Passage shown:
3. Train Multiple Models
poly_reg = make_pipeline(
StandardScaler(), PolynomialFeatures(degree=2), LinearRegression()
)
poly_reg.fit(train_df[feature_names], train_df[target_name])
pred = poly_reg.predict(test_df[feature_names])
print("RMSE:", mean_squared_error(test_df[target_name], pred, squared=False))
print("MAPE:", mean_absolute_percentage_error(test_df[target_name], pred))
tree_reg = make_pipeline(
StandardScaler(), DecisionTreeRegressor(random_state=RAND_SEED)
)
tree_reg.fit(train_df[feature_names], train_df[target_name])
pred = tree_reg.predict(test_df[feature_names])
print("RMSE:", mean_squared_error(test_df[target_name], pred, squared=False))
print("MAPE:", mean_absolute_percentage_error(test_df[target_name], pred))
forest_reg = make_pipeline(
StandardScaler(), RandomForestRegressor(random_state=RAND_SEED)
)
forest_reg.fit(train_df[feature_names], train_df[target_name])
pred = forest_reg.predict(test_df[feature_names])

Exercise: Copy out, character for character, the stretch of the model-training code above from "poly_reg.fit(train_df[feature_names], train_df[target_name])" through "pred = tree_reg.predict(test_df[feature_names])".

Data supplied:
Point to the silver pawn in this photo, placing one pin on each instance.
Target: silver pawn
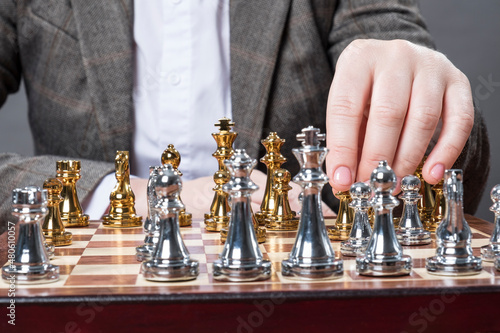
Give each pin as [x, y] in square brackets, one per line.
[384, 255]
[171, 260]
[312, 255]
[30, 264]
[453, 235]
[361, 229]
[411, 230]
[151, 225]
[492, 250]
[49, 247]
[241, 259]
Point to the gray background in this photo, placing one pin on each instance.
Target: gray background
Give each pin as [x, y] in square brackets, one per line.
[466, 31]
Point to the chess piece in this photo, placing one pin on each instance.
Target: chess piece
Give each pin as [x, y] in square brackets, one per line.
[68, 172]
[122, 200]
[273, 161]
[361, 230]
[411, 231]
[345, 218]
[219, 209]
[282, 217]
[53, 228]
[492, 250]
[426, 202]
[30, 264]
[439, 205]
[312, 255]
[241, 259]
[453, 236]
[171, 260]
[151, 225]
[384, 255]
[172, 156]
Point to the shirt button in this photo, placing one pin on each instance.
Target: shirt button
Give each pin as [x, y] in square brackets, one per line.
[174, 79]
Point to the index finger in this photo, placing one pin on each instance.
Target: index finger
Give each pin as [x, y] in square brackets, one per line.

Solution:
poly_reg.fit(train_df[feature_names], train_df[target_name])
pred = poly_reg.predict(test_df[feature_names])
print("RMSE:", mean_squared_error(test_df[target_name], pred, squared=False))
print("MAPE:", mean_absolute_percentage_error(test_df[target_name], pred))
tree_reg = make_pipeline(
StandardScaler(), DecisionTreeRegressor(random_state=RAND_SEED)
)
tree_reg.fit(train_df[feature_names], train_df[target_name])
pred = tree_reg.predict(test_df[feature_names])